Without the pictures, copy the entries below word for word.

[Excerpts of pointing data]

— BEGIN —

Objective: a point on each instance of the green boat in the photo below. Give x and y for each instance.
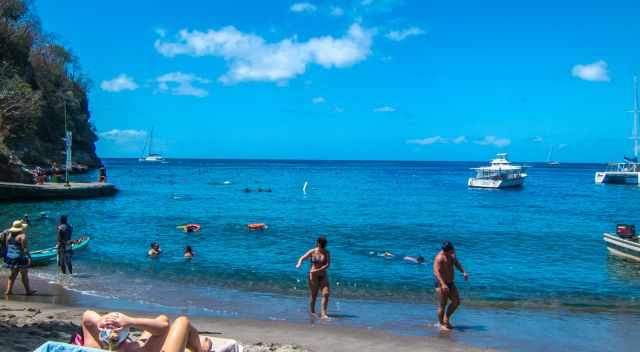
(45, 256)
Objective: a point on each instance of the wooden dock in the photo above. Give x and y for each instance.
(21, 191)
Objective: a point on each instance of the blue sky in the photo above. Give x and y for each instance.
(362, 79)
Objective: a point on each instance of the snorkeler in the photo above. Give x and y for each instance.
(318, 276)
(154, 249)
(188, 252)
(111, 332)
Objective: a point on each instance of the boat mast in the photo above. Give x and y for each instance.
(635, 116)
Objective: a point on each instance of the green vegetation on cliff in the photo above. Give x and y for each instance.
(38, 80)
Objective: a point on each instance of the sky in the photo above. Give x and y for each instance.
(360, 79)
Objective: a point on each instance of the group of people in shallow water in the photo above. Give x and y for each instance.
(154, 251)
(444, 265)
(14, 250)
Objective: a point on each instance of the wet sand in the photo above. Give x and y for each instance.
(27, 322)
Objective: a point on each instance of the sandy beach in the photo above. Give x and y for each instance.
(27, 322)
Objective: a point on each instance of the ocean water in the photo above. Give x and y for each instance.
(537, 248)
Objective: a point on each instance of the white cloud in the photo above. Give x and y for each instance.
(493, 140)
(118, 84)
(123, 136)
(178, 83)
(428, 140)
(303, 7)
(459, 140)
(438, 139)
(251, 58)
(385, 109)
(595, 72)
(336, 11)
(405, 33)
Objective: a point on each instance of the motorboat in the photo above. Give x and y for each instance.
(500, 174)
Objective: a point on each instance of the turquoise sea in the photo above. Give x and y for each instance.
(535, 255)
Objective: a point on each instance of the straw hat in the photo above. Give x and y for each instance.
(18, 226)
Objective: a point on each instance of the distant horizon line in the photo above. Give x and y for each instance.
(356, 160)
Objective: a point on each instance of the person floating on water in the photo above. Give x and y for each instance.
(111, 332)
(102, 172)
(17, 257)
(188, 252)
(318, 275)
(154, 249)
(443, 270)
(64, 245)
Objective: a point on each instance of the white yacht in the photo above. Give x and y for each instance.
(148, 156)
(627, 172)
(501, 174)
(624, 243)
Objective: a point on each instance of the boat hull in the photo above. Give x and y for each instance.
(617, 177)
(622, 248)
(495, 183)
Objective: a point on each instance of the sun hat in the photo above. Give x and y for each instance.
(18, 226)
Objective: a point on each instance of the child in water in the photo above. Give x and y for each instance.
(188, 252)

— END —

Expected output -
Objective: a point on each instance of the green boat in the photo below. Give x and y for each instance.
(45, 256)
Objective: a point on each instance of the wooden dock in the photo above. Give x and y for each instance.
(21, 191)
Objective: a point on each instance of the blue sky in the photo above. Give x and y for each instance.
(362, 79)
Objective: a point on each instance of the snorkeler in the photo above. Give x and y for each instance.
(318, 276)
(154, 249)
(188, 252)
(111, 332)
Objective: a point on each instance of the boat mast in the photo above. Give x and y for each instance.
(635, 116)
Objective: a point on each instance of the green vegetation on cliff in the photo above. Give x and y for each instance.
(38, 80)
Objective: a point on each instance of the sky in the photo above. Give x and y for each instance.
(360, 79)
Objective: a point on each instance of the group of people in shallow water in the photo above. Give x and y for each instance.
(154, 251)
(444, 265)
(14, 250)
Objective: a point on each instance of the wet sand in the photo above. Give x and y for each instance.
(27, 322)
Objective: a point on each instance of the sandy beach in the photo above. Give x and y for each instance.
(27, 322)
Objective: a point on each instance of the ocean water in the photo above. Give x and y for each instance.
(537, 248)
Objective: a point on each instance of the white cloud in the photo above. Give x and y for each instance.
(493, 140)
(118, 84)
(123, 136)
(178, 83)
(428, 140)
(303, 7)
(459, 140)
(438, 139)
(251, 58)
(385, 109)
(595, 72)
(336, 11)
(405, 33)
Objective: a point on each instance of the motorboat in the photo above. Give x and y for each instance.
(500, 174)
Objective: a point on each instance of the turquoise sea in the photo above. Give x and y for each instance.
(535, 255)
Objective: a point on each instance of the straw hat in the photo above. Give x and y for each instance.
(18, 226)
Objective: a point on each instance of the distant horizon line in the photo above. Give x and y for each instance.
(356, 160)
Objective: a point on each instance of the person floating on water in the photo above. Give x and y for each instance.
(111, 332)
(102, 172)
(17, 257)
(188, 252)
(318, 275)
(154, 249)
(443, 270)
(64, 245)
Objective: a point on each instance of the white yacht in the photo above. Give x and y for each instance.
(148, 156)
(627, 172)
(501, 174)
(624, 243)
Objective: a point on each instance of the boat hull in the photo above. Give x and y for each instance.
(617, 177)
(622, 248)
(495, 183)
Objective: a point on each instance of the sun hat in the photo above. Give x and y for each instance.
(18, 226)
Objective: a point on each instance of the child in water in the photo above. Give x and y for each instance.
(188, 252)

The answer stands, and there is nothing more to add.